What you need to do — Identify each line in the items below that contains the string "white", and copy those lines. Matching is case-sensitive.

[Outline annotation records]
▽

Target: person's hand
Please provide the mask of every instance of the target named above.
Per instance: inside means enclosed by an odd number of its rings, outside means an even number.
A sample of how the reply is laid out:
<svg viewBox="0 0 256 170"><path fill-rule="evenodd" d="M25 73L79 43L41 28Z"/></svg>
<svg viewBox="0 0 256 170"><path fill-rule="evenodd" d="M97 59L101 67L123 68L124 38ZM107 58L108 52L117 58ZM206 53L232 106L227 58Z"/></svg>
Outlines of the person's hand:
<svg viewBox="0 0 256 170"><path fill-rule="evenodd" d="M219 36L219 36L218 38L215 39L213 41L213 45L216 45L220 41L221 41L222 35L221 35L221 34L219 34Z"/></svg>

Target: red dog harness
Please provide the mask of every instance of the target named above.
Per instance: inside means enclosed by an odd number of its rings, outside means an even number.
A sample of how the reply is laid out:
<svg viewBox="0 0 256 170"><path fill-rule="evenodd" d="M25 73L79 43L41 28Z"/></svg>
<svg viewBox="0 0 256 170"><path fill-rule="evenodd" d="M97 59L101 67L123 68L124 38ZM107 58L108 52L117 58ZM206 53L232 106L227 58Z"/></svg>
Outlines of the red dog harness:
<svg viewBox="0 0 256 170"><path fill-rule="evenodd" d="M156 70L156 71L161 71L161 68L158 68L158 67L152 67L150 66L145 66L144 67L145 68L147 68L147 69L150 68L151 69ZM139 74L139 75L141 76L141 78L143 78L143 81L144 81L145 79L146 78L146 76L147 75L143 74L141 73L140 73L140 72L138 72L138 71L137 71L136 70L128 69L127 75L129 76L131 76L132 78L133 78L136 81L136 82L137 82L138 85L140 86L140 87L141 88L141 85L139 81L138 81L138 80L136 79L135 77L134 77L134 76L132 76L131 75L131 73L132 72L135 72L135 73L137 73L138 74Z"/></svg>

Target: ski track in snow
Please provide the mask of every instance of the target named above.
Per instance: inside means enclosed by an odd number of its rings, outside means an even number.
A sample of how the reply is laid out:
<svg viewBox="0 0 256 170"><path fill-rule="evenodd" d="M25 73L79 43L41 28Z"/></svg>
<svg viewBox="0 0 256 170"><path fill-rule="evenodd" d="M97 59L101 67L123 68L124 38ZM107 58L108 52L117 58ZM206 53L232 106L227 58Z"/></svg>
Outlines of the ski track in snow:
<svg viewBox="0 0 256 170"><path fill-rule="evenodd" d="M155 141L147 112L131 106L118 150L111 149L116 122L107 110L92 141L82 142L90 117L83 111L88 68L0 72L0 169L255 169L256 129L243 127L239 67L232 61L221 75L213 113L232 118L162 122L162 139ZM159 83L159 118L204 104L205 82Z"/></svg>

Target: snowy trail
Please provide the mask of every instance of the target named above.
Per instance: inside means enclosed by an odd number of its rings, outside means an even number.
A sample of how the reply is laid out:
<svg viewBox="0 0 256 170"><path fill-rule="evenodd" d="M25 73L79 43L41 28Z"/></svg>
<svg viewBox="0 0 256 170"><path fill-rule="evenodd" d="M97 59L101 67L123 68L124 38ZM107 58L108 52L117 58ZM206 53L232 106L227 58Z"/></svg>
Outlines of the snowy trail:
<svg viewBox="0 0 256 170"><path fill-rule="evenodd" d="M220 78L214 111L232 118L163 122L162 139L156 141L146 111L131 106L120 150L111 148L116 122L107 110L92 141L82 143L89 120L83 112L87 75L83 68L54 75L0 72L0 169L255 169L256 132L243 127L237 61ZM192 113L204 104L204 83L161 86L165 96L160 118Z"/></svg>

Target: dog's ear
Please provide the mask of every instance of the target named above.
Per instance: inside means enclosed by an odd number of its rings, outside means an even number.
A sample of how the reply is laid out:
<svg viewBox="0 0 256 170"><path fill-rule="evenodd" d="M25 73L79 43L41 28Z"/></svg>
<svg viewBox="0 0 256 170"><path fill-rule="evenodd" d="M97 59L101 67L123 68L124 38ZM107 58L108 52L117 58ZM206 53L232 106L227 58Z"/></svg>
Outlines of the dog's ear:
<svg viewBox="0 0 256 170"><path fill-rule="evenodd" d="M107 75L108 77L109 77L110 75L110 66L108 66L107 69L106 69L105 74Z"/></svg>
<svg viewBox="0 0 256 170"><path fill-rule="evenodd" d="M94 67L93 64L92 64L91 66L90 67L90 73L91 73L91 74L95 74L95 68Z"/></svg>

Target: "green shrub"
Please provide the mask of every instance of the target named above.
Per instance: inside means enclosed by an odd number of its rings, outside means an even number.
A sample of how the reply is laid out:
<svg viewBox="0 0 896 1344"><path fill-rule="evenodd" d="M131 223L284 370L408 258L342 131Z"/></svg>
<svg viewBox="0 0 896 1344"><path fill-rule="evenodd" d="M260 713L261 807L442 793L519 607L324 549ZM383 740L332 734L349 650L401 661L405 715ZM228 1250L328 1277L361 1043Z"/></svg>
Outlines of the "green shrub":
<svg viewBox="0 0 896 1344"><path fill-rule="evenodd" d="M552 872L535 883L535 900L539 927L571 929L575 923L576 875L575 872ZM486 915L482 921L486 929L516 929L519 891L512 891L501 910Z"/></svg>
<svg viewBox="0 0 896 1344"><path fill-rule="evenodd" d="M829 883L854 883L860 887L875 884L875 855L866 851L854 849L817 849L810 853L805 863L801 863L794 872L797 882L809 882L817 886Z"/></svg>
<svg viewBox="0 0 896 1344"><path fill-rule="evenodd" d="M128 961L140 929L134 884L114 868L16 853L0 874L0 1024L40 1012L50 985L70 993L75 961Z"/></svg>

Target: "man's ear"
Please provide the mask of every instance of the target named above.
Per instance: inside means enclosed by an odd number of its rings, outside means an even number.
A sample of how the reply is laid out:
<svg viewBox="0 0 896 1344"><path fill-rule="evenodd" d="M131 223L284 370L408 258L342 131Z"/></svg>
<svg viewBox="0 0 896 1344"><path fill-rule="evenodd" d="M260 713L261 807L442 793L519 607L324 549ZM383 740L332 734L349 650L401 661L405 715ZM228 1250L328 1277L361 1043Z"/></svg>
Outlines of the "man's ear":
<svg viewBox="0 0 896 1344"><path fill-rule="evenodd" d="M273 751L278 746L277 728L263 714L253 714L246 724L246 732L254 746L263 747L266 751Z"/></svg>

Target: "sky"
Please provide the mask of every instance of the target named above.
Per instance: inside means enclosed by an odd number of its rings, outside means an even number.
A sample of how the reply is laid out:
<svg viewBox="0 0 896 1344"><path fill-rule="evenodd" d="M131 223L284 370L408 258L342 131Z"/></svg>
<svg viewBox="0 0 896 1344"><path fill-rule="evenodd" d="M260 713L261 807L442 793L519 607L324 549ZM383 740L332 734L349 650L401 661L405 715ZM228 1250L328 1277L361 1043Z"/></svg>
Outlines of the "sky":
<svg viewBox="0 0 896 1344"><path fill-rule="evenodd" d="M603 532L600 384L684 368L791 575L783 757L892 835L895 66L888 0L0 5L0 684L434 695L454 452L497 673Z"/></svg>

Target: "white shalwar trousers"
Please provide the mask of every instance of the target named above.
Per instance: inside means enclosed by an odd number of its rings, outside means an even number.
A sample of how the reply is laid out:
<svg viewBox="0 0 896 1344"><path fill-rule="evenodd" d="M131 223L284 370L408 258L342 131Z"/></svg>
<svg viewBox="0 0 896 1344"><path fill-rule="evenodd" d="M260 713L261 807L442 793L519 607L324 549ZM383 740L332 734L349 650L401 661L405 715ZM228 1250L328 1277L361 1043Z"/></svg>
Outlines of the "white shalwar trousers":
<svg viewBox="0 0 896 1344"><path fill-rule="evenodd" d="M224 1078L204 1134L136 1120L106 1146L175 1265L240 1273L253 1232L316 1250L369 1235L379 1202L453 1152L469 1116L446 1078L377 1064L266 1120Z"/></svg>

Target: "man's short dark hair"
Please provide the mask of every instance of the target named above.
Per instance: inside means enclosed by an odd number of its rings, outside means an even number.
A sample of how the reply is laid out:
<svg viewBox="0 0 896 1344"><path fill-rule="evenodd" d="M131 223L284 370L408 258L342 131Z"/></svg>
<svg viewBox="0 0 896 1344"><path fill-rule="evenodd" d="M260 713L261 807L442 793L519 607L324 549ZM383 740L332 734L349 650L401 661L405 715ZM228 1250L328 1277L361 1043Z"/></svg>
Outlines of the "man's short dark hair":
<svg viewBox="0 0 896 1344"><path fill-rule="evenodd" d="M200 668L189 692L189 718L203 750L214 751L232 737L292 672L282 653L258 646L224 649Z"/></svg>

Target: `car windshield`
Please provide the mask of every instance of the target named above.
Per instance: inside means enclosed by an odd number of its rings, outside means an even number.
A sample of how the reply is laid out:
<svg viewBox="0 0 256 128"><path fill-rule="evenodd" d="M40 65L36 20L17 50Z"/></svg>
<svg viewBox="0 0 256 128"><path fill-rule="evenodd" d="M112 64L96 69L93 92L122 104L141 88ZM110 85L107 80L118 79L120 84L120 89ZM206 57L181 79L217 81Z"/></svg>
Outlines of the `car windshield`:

△

Response to the task —
Target: "white shalwar trousers"
Outlines of the "white shalwar trousers":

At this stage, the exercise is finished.